TEXT:

———

As an example, let us suppose that the first of the two isolated farmers has not harvested so much grain that he can allow part of it to spoil on the field without injury to the satisfaction of his needs, and that the second does not have so much wine that he can pour any of it away without similar injury. Instead, each of the two farmers can employ the whole quantity of the good at his command in some fashion useful to himself and his household. The first farmer can employ his whole stock of grain usefully by devoting the quantity remaining after complete provision for the satisfaction of his more important needs to the fattening of his cattle. The second farmer does not have so much wine that he must pour some of it away, but just enough to permit him to distribute a portion to his slaves as a reward for greater effort. Thus, although to the grain farmer a certain portion of his grain (a bushel, for instance) and to the wine grower a certain portion of his wine (a keg, for instance) has only a small value, it nevertheless has some value, since directly or indirectly the satisfaction of certain of his needs depends on that portion. But the fact that a given quantity of grain, a bushel for instance, has a certain value to the first farmer by no means excludes the possibility that a certain quantity of wine, a keg for instance, may have a higher value to him, as would be the case if the enjoyment afforded by a keg of wine has a higher importance to him than the more or less thorough fattening of his cattle. Similarly with the second farmer, the fact that a keg of wine has a certain value to him by no means exclude the possibility that a bushel of wheat may have a higher value to him, as would be the case if it would ensure a more adequate diet for himself and his family, and perhaps even avoidance of the pains of hunger.
The most general form of the relationship responsible for human trade is therefore as follows: an economizing individual, A, has a certain quantity of a good at his disposal which has a smaller value to him than a given quantity of another good in the possession of another economizing individual, B, who estimate the values of the same quantities of goods in reverse fashion, the given quantity of the second good having a smaller value to him than the given quantity of the first good which is at the disposal of A….In other words, after an exchange, A would find himself in the same position as if a good with a value to him of X had been added to his wealth, and B would find himself in the same position as if a good with a value of Y to him had been added to his wealth.
If, in addition, the two economizing individuals (a) recognize the situation, and (b) have the power actually to perform the transfer of the goods, a relationship exists that makes it possible for them, by a mere agreement, to provide better, or more completely for the satisfaction of their needs than would be the case if the relationship were not exploited.
The same principle that guides men in their economic activity in general, that leads them to investigate the useful things surrounding them in nature and to subject them to their commands, and that causes them to be concerned about the betterment of their economic positions, the effort to satisfy their needs as completely as possible, leads them also to search most diligently for this relationship wherever they can find it, and to exploit it for the sake of better satisfying their needs. In the situation just descried, therefore, the two economizing individuals will make certain that the transfer of goods actually takes place. The effort to satisfy their needs as completely as possible is therefore the cause of all the phenomena of economic life which we designate with the word “exchange.” It should be observed that this term is used in our science in a special sense with a much wider application than in popular or especially than in legal language. For in the economic sense it also includes purchase and sale, and all partial transfers of economic goods (tenancy, rental, lending, etc.) for compensation.

———

(Object position labeling listing)
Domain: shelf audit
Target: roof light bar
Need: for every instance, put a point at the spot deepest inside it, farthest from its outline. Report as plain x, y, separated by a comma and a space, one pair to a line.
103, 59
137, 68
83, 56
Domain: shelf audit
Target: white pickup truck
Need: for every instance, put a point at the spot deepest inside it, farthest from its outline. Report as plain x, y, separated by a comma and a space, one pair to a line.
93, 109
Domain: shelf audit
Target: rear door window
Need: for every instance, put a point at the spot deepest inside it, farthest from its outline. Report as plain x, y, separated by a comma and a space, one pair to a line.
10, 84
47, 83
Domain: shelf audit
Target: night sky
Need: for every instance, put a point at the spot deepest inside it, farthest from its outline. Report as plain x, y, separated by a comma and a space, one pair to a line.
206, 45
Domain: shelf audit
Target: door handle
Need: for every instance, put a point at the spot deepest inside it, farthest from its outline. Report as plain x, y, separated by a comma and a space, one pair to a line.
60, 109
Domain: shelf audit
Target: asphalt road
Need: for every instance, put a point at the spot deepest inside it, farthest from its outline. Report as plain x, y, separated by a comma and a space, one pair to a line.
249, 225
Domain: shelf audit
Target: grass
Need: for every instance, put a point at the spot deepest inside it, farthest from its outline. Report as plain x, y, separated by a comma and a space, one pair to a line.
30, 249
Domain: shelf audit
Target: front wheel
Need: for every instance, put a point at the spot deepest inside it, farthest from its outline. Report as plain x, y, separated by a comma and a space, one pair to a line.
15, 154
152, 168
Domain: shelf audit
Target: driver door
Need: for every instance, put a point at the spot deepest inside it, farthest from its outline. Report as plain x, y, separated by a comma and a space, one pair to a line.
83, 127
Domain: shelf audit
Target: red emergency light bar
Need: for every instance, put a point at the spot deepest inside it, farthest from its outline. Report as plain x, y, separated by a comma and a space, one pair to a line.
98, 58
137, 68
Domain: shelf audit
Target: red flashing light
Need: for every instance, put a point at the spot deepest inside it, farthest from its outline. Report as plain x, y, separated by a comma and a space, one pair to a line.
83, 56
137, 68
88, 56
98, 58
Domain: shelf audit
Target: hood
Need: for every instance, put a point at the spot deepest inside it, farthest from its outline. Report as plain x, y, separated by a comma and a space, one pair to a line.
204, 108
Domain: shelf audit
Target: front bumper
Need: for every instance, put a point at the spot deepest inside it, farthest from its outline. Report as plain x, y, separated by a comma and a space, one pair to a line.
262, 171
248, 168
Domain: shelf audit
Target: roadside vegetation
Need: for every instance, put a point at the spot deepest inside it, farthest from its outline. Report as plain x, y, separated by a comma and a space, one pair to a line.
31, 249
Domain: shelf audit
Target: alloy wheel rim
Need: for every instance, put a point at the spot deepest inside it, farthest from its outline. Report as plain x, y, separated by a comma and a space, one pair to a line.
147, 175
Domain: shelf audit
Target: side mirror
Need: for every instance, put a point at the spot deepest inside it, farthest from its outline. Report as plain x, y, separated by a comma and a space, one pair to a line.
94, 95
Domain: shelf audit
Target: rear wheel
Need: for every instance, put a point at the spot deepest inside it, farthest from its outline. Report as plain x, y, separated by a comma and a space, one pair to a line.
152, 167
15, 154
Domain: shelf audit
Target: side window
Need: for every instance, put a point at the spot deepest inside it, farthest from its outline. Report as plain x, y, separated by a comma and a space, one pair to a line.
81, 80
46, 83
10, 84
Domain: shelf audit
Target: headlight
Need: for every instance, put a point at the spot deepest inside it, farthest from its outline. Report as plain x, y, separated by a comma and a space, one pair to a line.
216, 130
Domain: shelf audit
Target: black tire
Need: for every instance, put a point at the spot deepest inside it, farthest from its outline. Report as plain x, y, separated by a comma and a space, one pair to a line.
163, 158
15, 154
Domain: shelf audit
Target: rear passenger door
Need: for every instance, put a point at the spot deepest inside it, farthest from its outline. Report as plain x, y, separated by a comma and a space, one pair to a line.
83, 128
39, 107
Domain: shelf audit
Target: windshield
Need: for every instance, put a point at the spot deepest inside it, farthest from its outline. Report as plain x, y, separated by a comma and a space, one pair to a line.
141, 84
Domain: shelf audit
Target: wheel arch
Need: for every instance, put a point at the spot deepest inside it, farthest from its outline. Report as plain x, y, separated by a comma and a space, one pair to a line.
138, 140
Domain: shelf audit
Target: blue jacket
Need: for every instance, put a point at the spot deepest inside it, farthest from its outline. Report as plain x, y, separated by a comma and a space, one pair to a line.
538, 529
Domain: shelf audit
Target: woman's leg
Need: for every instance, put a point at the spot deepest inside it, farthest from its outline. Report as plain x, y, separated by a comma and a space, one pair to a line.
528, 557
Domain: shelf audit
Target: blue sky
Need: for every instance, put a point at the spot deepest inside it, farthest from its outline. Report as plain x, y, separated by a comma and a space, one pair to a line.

———

JOBS:
A) In the exchange passage, what does the first farmer do with the grain left after fully providing for his more important needs?
B) State whether each statement agrees with the exchange passage, answering yes or no and quoting the deciding words: (i) The second farmer has so much wine that he must pour some of it away. (ii) In the economic sense, exchange includes partial transfers of goods such as tenancy, rental and lending for compensation. (iii) The wine grower can give a portion of his wine to his slaves as a reward for greater effort.
The listing is not needed for any of this work.

SOLVED PROBLEMS:
A) He devotes it to fattening his cattle.

B)
(i) No: "The second farmer does not have so much wine that he must pour some of it away"
(ii) Yes: "all partial transfers of economic goods (tenancy, rental, lending, etc.) for compensation"
(iii) Yes: "to distribute a portion to his slaves as a reward for greater effort"